-- Passage given --
※ ※ ※
# Our 70-200 fell; Canon says they will just need to repair a few parts...



## kev8d (Nov 29, 2012)

> I've got your EF 70-200 2.8L IS USM and there is an estimate that requires your approval.
> 
> Repair cost for this unit is $1,426.74
> _*We are going to have to replace a few parts on the unit they are;*_
> ...



LOL
Thanks, Canon! I bought the lens used for less than that. :-\


----------



## neuroanatomist (Nov 29, 2012)

Insurance claim then 70-200 MkII?


----------



## Dylan777 (Nov 29, 2012)

Those parts belong to f2.8 IS II.....so why not ;D ;D ;D


----------



## kev8d (Nov 29, 2012)

I like how you guys think! LOL

Checking with the insurance company today. Will see!


----------



## BruinBear (Nov 30, 2012)

How big of a fall was this...any pictures of the carnage? ;D


----------



## mrmarks (Nov 30, 2012)

Looks like extensive damage! Might as well get a good used one.


----------



## robbymack (Nov 30, 2012)

Mental note to self, don't drop $2000 lens


----------



## East Wind Photography (Nov 30, 2012)

How much canon stuff do you own? Can you qualify for Canon Professional Services? If so you can get a big discount off that repair and priority turnaround. They don't really verify but it's all based on how much stuff you own. Might be worth the cost of CPS to get the discount. Other perks too.

I recently got a 300 2.8 IS repaired and the discount was substantial.




kev8d said:


> I like how you guys think! LOL
> 
> Checking with the insurance company today. Will see!


----------



## pwp (Nov 30, 2012)

First the bad news: 

A few years ago I had a 1D MkIIn with 70-200 f/2.8is fall from hip height onto carpet. Worst case scenario. The body was a write off and the lens needed expensive repairs at CPS. Afterwards, that lens was never quite right. OK, but the snap just wasn't there any more. Traded up to the 70-200 f/2.8isII which I still have.

Now the good news:

Under my insurance policy, I was surprised that it covered me for "At Fault" accidental damage. A small excess was paid, they dealt with CPS, CPS loaned me replacements for the lens repair period. The Mk2n is landfill.

-PW


----------



## verysimplejason (Nov 30, 2012)

kev8d said:


> > I've got your EF 70-200 2.8L IS USM and there is an estimate that requires your approval.
> >
> > Repair cost for this unit is $1,426.74
> > _*We are going to have to replace a few parts on the unit they are;*_
> ...



It's like building a new lens already. Why not buy used? ;D


----------



## Mt Spokane Photography (Nov 30, 2012)
※ ※ ※
-- Dataset rows --

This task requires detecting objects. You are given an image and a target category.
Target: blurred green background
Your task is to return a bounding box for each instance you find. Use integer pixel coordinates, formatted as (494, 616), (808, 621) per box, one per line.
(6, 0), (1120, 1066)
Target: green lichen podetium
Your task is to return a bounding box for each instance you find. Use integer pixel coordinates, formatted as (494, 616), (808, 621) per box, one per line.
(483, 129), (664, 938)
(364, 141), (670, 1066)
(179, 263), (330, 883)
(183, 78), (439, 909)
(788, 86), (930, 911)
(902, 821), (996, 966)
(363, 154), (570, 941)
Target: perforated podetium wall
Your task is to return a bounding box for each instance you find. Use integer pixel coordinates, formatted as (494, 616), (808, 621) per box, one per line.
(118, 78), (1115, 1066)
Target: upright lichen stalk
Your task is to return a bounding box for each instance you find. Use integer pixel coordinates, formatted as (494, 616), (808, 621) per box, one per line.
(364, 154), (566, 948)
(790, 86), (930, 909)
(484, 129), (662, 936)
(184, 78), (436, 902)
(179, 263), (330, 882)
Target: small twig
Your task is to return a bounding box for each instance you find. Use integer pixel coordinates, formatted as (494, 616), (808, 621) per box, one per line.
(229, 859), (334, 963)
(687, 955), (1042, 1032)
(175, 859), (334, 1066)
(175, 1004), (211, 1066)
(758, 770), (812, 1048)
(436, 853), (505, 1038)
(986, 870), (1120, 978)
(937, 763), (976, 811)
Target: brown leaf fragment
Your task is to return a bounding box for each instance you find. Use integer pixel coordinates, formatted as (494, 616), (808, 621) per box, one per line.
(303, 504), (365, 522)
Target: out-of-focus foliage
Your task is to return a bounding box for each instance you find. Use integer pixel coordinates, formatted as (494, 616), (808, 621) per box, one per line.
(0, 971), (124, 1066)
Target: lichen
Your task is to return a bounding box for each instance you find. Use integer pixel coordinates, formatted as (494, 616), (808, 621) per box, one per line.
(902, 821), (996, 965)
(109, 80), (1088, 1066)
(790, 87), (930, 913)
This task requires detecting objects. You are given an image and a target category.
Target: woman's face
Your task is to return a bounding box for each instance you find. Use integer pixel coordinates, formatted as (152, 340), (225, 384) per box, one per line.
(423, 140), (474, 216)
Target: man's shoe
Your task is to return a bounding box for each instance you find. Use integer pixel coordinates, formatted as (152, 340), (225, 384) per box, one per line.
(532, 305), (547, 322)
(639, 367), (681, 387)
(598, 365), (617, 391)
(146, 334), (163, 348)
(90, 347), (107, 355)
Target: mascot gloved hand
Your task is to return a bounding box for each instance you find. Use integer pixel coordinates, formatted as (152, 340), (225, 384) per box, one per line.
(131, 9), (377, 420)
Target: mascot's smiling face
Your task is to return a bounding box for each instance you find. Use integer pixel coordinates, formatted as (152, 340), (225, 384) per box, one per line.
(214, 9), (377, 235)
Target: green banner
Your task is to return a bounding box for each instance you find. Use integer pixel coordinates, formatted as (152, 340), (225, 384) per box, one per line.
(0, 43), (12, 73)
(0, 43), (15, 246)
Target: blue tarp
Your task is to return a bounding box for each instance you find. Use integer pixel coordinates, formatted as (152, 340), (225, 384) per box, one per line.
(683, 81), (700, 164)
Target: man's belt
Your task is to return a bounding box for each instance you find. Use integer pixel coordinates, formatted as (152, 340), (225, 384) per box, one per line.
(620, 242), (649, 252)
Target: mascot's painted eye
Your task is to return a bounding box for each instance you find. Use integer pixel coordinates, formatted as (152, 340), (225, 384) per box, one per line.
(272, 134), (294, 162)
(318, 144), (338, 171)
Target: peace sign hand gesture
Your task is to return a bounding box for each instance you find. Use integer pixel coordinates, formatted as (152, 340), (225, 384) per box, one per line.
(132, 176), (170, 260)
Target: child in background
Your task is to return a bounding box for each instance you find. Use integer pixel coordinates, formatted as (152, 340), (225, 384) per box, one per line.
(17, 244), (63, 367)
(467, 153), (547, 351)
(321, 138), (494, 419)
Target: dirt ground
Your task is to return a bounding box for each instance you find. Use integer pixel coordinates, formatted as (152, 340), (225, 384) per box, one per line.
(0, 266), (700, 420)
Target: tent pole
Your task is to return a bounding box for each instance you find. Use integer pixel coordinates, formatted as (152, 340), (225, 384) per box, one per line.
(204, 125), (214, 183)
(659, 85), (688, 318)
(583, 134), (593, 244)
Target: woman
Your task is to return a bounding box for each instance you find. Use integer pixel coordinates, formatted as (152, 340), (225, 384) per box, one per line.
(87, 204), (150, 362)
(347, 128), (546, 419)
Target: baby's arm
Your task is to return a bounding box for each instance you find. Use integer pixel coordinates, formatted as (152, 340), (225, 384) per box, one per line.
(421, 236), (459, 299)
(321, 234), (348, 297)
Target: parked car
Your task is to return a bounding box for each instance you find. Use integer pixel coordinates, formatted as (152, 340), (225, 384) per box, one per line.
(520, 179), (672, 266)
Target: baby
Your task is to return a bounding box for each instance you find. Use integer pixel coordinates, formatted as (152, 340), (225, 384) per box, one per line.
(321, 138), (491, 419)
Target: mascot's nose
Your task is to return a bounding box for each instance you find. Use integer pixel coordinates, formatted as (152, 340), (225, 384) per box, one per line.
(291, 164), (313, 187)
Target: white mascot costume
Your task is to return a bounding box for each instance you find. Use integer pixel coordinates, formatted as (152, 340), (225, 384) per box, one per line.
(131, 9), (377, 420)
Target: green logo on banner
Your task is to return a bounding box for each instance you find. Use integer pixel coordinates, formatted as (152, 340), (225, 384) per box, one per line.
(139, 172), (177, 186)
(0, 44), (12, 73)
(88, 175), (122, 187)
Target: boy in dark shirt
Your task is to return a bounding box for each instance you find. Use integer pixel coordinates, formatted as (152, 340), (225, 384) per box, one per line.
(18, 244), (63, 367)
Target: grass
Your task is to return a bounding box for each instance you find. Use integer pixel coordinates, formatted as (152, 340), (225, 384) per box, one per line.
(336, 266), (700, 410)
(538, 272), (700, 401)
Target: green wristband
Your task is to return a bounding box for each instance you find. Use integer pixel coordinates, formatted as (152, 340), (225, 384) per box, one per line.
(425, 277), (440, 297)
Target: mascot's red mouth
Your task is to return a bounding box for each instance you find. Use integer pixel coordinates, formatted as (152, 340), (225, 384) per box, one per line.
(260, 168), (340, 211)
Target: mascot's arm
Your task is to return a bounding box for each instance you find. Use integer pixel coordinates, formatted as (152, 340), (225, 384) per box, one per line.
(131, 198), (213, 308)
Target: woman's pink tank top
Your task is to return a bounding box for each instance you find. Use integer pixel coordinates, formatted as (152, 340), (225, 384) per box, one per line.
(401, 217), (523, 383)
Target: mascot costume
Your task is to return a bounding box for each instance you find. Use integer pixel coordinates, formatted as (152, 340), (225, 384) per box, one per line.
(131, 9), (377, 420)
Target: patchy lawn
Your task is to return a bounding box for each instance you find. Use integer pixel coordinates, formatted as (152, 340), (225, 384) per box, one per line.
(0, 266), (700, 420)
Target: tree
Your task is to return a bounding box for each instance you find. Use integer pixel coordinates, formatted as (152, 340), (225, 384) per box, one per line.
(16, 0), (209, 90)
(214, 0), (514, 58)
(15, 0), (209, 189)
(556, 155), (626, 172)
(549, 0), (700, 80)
※ ※ ※
-- Given exercise A --
Add 124 to every coordinate in the answers across the stretch of the records from the line containing "Target: small twig" through the line containing "(214, 9), (377, 235)", and write out only those lines again, requests included.
-- Given exercise B --
Continue the forum thread about the dropped 70-200 lens from the point where it stops.
The forum thread and the records have no connection to each other.

-- Final result A --
Target: small twig
Your task is to return a bounding box for each instance you find. Use integer pixel coordinates, formatted as (494, 616), (808, 621) per box, one per line.
(353, 983), (458, 1087)
(811, 1079), (1166, 1156)
(299, 983), (458, 1190)
(299, 1128), (335, 1190)
(882, 894), (936, 1172)
(560, 977), (629, 1162)
(1110, 994), (1244, 1102)
(1061, 887), (1100, 935)
Target: brown leaf fragment
Your task is to return a bounding box for each instance you find. Use integer pixel coordinates, formatted as (494, 616), (808, 621) per box, one per line.
(427, 628), (489, 646)
Target: out-of-focus foliage
Your task is to return a bounding box for each instance you find. Use integer pixel coordinates, formatted as (494, 616), (808, 621) per box, one per line.
(124, 1095), (248, 1190)
Target: lichen
Your task is to return a bounding box for each instance you find. Use integer pixel coordinates, formatted as (494, 616), (808, 621) per box, one per line.
(1026, 945), (1120, 1089)
(233, 204), (1212, 1190)
(914, 211), (1054, 1037)
This task requires detecting objects. You are given an image and a target category.
Target: woman's face
Your task is to return a bounding box for each instance you find. Use integer pixel coordinates, formatted as (152, 340), (225, 384) per box, one per line.
(547, 264), (598, 340)
Target: man's shoe
Your task is to return a bounding box for each instance you find. Use integer pixel coordinates, formatted as (152, 340), (225, 384) per box, one per line.
(656, 429), (671, 446)
(763, 491), (805, 511)
(722, 489), (741, 515)
(270, 458), (287, 472)
(214, 471), (231, 479)
Target: mascot gloved hand
Your task is to return a bounding box for each instance you find. Use integer pixel coordinates, formatted as (152, 340), (225, 384) per box, one per line.
(255, 133), (501, 544)
Target: mascot's smiling face
Your task is to return a bounding box for each instance you find. Use integer pixel coordinates, formatted as (152, 340), (225, 384) per box, one per line.
(338, 133), (501, 359)

-- Final result B --
East Wind Photography said:


> How much canon stuff do you own? Can you qualify for Canon Professional Services? If so you can get a big discount off that repair and priority turnaround. They don't really verify but it's all based on how much stuff you own. Might be worth the cost of CPS to get the discount. Other perks too.
> 
> I recently got a 300 2.8 IS repaired and the discount was substantial.
> 
> ...


----------



## BruinBear (Nov 30, 2012)

pwp said:


> First the bad news:
> 
> A few years ago I had a 1D MkIIn with 70-200 f/2.8is fall from hip height onto carpet. Worst case scenario. The body was a write off and the lens needed expensive repairs at CPS. Afterwards, that lens was never quite right. OK, but the snap just wasn't there any more. Traded up to the 70-200 f/2.8isII which I still have.
> 
> ...



May i ask what company you have insurance with that covers accidental damage?


----------



## Marsu42 (Nov 30, 2012)

kev8d said:


> Thanks, Canon! I bought the lens used for less than that. :-\



I was stunned by the repair costs for a non-L 100mm macro lens, too and then upgraded to a 100L ... I guess Canon pricing expects you to be either ensured or buy new gear with warranty. 

This is really a reason to think about buying $2000+ or even $1000+ lenses without insurance, something far too often thought about when amateurs are told to get a very good L lens that maxes out their budget. The alternative is to buy less stellar stuff and then just replace it when it's broken which gives some peace of mind, too.


----------



## pwp (Nov 30, 2012)

BruinBear said:


> pwp said:
> 
> 
> > Now the good news:
> ...


It's http://www.aisinsurance.com.au Contact and great guy is George Roth.

-PW


----------



## Botts (Nov 30, 2012)

I'm insured with TD Meloche Monnex home insurance, and they'll cover any of my camera gear for all-perils, (excluding things like, acts of war or God) for only a $500 deductible. I didn't even need to add a rider. Just call and ask!

I will add that this is only for personal gear, not professional.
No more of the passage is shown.